## TEXTO DE LECTURA
Me gusta sentarme en una terraza al sol y observar el ir y venir de la gente.
Unos irán a trabajar, otros, quizá, a comprar, los habrá que simplemente paseen en esta mañana soleada de la primavera alentejana. Enciendo un cigarro, tomo un sorbo de café sin quitar ojo a la esquina que llevo mirando como hipnotizado veinte minutos. Me atrapan las sombras proyectadas en la pared blanca. De vez en cuando pienso en sacar la cámara, pero no lo hago, no me parece tan necesario como disfrutar de este momento de paz antes de la jornada, escuchar sus saludos con ese acento amable, casi maternal, que todos entonan: «bon diiiiaaa»… Me encanta.
Los pájaros, sobre todo golondrinas y vencejos, chillan de forma estridente en sus vuelos acrobáticos, avisando, advirtiéndose entre ellos para no colisionar.

## CONSIGNA A
Responde brevemente, según el texto de la terraza:
(i) ¿Cuánto tiempo lleva quien narra mirando la esquina?
(ii) ¿Qué pájaros se mencionan sobre todo?
(iii) ¿En qué estación del año transcurre la mañana descrita?
## CONSIGNA B
Reproduce literalmente el fragmento del texto de la terraza que va desde «Me gusta sentarme» hasta «para no colisionar.».
Este material procede de una fuente distinta a la del texto de la terraza.

## MATERIAL EXTRAÍDO
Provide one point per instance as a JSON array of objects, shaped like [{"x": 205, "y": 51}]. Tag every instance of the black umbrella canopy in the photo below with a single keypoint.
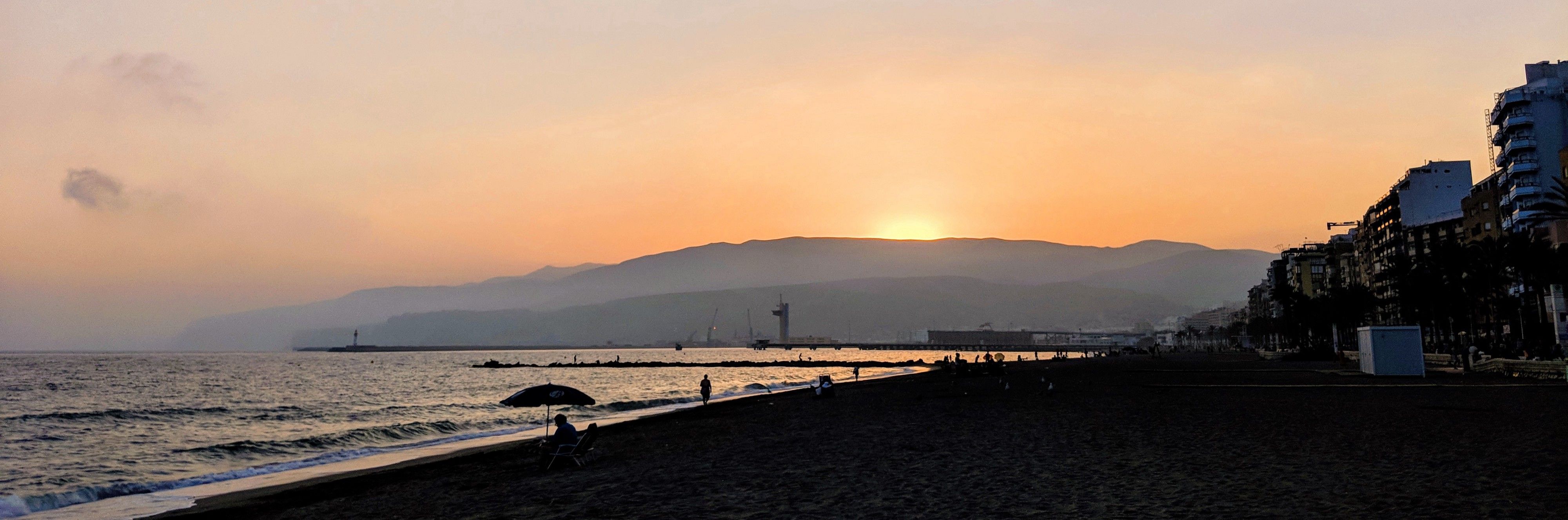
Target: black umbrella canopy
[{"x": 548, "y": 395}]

* * *

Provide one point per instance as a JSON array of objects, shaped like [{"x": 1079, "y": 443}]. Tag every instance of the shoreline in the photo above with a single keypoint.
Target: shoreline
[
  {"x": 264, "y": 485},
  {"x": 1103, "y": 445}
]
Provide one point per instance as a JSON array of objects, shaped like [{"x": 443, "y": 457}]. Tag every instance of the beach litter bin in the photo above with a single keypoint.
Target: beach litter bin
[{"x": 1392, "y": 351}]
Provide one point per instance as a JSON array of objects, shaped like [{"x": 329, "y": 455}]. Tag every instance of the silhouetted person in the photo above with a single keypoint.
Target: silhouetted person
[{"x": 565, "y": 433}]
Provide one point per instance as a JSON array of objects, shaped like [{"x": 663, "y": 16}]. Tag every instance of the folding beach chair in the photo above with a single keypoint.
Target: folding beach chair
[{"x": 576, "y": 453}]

--

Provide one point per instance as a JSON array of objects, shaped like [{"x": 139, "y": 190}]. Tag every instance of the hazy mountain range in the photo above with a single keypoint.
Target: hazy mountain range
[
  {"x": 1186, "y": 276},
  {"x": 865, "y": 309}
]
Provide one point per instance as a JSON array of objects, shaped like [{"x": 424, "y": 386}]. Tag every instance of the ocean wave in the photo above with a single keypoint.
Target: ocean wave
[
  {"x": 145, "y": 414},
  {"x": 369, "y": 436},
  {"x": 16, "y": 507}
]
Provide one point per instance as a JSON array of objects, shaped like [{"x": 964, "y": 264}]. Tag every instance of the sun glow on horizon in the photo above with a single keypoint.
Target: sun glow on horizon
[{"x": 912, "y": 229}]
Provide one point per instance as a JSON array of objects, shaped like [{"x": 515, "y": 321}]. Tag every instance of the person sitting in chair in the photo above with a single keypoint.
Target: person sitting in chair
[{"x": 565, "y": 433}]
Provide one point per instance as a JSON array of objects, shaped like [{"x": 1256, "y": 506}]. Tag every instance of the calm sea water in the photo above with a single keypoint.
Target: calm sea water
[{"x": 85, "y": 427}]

## RESPUESTA A
(i) Veinte minutos.
(ii) Golondrinas y vencejos.
(iii) En primavera.

## RESPUESTA B
Me gusta sentarme en una terraza al sol y observar el ir y venir de la gente.
Unos irán a trabajar, otros, quizá, a comprar, los habrá que simplemente paseen en esta mañana soleada de la primavera alentejana. Enciendo un cigarro, tomo un sorbo de café sin quitar ojo a la esquina que llevo mirando como hipnotizado veinte minutos. Me atrapan las sombras proyectadas en la pared blanca. De vez en cuando pienso en sacar la cámara, pero no lo hago, no me parece tan necesario como disfrutar de este momento de paz antes de la jornada, escuchar sus saludos con ese acento amable, casi maternal, que todos entonan: «bon diiiiaaa»… Me encanta.
Los pájaros, sobre todo golondrinas y vencejos, chillan de forma estridente en sus vuelos acrobáticos, avisando, advirtiéndose entre ellos para no colisionar.